_Problem details:_ Recast the lines below as a numbered list, starting at the line that has "Each instance of the silver" and stopping after the line that has "Each instance of the ear". Leave out blank lines and include no other lines.

_Dataset entries:_
»»
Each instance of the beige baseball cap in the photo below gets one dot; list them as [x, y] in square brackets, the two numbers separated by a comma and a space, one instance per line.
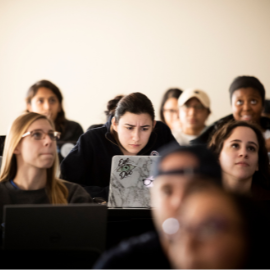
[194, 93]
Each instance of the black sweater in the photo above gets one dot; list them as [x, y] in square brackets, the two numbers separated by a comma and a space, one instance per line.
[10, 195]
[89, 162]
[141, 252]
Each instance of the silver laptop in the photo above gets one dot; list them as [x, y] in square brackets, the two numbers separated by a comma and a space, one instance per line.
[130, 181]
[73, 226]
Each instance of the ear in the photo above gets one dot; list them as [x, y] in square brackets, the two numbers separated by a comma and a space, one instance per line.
««
»»
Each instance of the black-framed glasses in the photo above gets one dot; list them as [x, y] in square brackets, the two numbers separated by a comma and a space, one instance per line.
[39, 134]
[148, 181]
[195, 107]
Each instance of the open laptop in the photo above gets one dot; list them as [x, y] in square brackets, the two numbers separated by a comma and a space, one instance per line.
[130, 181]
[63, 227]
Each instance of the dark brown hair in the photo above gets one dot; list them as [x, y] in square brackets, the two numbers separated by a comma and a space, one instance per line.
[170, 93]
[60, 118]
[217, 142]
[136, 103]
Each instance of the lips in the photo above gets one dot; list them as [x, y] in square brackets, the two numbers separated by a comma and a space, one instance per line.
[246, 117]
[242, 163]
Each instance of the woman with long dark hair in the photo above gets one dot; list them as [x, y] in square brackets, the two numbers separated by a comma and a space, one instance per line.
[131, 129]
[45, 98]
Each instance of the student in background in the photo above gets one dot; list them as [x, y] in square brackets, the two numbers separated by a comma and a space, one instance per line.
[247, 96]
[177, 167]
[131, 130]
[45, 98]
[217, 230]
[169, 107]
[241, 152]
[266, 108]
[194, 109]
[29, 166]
««
»»
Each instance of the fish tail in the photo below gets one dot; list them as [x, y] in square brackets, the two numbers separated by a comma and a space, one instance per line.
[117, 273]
««
_In response:_
1. Each instance of the silver laptop in the photo above gets one dot; list them as [x, y] in square brackets, the two numbers separated by a comma and a space, one instance per line.
2. [130, 181]
3. [73, 226]
4. Each instance of the ear in the photo above gets one dot; list them as [x, y] in square brackets, the two numbers separated by a comma and a space, one instance per line.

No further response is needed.